TASK DESCRIPTION: Count the lines in the records below that contain the string "roof", treating uppercase and lowercase as different. Give only the number.

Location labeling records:
◆ ◆ ◆ ◆ ◆
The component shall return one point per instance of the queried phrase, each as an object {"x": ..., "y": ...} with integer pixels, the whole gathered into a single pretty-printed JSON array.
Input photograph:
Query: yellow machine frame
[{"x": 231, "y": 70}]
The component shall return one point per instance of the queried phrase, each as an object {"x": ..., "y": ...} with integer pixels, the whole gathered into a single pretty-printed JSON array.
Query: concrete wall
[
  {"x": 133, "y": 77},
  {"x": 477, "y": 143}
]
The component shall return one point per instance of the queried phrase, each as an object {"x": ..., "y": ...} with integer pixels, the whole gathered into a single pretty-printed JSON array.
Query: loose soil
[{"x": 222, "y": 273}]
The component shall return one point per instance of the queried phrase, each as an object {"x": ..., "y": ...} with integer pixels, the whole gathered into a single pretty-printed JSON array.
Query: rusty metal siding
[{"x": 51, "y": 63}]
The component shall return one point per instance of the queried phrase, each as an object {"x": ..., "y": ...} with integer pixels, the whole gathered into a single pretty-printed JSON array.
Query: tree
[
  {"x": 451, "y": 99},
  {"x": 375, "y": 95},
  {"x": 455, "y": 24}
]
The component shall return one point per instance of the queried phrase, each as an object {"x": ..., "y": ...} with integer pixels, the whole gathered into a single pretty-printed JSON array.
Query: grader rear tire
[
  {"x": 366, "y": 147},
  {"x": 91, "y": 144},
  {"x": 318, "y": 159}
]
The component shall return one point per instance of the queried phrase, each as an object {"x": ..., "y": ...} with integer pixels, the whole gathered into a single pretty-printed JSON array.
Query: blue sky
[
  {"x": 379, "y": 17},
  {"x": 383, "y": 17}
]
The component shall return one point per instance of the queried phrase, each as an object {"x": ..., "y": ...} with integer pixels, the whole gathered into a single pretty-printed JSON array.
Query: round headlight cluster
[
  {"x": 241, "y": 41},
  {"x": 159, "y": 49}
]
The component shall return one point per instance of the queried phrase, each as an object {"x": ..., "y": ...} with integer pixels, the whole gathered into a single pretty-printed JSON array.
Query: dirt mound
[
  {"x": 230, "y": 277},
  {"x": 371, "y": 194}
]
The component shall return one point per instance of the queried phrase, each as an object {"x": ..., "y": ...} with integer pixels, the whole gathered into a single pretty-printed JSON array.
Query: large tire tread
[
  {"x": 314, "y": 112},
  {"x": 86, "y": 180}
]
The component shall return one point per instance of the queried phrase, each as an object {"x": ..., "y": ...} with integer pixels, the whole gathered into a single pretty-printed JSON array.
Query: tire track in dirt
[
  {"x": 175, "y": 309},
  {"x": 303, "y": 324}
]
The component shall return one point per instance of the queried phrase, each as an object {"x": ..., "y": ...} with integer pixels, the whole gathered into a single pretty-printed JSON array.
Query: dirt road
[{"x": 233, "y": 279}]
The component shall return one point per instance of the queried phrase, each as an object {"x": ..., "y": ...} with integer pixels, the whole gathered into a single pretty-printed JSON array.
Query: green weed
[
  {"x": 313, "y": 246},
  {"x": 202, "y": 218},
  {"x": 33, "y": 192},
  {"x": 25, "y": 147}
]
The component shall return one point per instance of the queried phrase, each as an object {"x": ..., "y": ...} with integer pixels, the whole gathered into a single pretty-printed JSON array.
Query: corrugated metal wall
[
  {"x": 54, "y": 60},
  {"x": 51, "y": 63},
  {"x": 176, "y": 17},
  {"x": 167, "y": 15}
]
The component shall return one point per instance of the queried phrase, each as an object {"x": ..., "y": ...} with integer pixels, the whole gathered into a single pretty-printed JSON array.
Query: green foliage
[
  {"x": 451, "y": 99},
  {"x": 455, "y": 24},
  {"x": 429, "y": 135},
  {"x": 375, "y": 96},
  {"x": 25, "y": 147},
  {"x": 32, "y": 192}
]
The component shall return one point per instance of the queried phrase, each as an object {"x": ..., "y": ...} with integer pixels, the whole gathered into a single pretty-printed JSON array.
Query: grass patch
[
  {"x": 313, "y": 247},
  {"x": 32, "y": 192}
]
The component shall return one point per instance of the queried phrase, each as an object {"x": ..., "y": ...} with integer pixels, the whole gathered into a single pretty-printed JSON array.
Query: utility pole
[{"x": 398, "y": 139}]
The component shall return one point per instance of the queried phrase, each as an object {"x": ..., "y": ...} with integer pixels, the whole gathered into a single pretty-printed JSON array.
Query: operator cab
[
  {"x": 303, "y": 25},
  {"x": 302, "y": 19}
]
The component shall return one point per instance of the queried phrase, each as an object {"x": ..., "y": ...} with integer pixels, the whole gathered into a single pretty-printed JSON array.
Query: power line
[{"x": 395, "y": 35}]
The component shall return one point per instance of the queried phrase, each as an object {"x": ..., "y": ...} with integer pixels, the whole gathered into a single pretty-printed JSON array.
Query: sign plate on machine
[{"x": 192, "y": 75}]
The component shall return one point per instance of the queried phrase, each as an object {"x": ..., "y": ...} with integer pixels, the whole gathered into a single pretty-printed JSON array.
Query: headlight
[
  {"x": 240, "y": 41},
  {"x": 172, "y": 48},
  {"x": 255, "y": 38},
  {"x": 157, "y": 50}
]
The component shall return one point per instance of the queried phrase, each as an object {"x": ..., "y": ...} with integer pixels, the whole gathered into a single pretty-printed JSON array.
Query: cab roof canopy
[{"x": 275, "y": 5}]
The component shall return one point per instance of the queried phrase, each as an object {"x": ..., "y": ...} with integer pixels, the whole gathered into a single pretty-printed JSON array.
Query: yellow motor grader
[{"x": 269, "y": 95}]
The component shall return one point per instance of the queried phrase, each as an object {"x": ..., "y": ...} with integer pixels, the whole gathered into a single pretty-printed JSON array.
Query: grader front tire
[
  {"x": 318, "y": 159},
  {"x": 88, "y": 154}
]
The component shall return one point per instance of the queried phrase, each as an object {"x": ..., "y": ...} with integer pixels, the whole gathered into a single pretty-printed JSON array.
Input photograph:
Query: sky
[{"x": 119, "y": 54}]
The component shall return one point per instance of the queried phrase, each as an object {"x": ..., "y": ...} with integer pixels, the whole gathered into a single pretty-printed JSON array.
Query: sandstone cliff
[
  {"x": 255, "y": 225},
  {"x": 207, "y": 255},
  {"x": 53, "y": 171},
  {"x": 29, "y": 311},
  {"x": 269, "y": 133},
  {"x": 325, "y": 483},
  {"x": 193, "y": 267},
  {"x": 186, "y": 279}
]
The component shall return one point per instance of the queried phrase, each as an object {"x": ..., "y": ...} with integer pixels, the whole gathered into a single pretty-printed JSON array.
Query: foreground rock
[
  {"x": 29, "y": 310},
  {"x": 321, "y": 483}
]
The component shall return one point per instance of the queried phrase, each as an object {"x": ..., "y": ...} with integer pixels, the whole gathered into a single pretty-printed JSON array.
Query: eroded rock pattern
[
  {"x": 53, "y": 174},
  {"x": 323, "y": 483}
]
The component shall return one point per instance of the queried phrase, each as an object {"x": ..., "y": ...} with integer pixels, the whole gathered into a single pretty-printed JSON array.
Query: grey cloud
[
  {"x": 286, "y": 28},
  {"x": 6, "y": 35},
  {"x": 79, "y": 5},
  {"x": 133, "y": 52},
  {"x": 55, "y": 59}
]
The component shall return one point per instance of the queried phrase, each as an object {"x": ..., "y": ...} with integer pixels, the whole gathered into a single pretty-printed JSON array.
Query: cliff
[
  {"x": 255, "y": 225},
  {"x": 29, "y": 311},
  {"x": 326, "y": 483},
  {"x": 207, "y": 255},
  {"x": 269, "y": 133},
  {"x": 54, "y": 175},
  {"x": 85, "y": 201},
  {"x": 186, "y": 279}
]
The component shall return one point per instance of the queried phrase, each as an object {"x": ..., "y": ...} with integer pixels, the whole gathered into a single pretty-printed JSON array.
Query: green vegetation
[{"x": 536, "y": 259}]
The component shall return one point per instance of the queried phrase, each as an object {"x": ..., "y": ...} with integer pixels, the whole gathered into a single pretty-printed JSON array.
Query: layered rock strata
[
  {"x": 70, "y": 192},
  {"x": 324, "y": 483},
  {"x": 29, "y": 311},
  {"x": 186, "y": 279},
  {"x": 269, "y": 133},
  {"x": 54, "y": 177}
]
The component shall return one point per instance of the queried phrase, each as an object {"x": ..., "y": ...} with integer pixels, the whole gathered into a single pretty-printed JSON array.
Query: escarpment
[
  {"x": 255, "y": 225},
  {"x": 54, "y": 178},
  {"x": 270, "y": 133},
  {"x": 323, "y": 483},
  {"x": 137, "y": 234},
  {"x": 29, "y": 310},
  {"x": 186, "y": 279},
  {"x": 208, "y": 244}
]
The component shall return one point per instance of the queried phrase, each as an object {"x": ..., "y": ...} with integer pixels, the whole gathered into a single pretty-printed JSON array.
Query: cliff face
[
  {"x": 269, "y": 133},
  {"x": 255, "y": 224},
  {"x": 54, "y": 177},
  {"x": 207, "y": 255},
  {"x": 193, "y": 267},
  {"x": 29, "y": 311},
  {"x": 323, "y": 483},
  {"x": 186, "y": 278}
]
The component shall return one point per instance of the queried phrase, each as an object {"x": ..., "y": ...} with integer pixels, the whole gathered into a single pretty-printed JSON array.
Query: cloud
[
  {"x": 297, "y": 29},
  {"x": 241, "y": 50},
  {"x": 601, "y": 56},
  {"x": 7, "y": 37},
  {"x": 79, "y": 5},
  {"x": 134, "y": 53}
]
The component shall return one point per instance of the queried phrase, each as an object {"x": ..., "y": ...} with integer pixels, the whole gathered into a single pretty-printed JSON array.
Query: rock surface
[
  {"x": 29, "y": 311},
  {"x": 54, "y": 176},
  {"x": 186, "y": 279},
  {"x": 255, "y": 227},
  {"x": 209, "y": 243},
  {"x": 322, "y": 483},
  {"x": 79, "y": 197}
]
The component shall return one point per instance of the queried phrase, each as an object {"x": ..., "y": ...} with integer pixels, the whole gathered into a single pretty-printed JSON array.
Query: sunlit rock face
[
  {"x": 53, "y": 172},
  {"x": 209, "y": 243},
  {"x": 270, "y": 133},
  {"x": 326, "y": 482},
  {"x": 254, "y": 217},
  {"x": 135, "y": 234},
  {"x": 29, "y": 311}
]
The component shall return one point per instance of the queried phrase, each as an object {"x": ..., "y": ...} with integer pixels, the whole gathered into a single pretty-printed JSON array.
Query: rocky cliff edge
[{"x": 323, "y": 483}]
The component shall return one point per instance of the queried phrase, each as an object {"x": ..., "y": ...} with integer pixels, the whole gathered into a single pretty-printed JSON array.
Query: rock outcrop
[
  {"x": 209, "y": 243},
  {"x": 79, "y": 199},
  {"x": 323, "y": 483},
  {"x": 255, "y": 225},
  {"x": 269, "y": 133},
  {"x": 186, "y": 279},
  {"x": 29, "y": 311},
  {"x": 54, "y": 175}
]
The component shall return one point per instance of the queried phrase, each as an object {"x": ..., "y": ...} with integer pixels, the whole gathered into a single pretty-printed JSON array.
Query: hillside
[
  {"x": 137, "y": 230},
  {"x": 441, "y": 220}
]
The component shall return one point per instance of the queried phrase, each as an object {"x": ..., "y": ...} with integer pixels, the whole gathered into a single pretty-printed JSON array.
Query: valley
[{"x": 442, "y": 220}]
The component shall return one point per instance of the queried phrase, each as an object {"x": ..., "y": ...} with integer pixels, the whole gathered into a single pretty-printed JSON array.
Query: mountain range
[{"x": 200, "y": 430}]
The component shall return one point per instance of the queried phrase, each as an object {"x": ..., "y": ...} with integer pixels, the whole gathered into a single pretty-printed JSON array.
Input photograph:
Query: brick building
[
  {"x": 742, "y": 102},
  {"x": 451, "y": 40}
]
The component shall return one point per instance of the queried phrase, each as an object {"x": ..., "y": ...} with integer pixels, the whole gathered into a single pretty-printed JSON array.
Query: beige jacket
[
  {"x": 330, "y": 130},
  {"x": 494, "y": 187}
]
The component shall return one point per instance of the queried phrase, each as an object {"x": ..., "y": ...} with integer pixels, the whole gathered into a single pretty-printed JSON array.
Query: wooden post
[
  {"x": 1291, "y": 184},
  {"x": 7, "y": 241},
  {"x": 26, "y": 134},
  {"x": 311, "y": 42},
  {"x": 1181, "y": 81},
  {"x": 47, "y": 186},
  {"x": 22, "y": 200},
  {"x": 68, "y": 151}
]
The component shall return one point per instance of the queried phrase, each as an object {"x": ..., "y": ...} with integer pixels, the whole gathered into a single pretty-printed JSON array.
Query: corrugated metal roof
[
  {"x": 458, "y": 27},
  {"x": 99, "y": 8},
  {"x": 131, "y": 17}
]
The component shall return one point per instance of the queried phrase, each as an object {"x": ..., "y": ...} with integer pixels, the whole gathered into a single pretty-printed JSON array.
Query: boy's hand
◆ ◆ ◆ ◆ ◆
RESPONSE TO THIS TASK: 2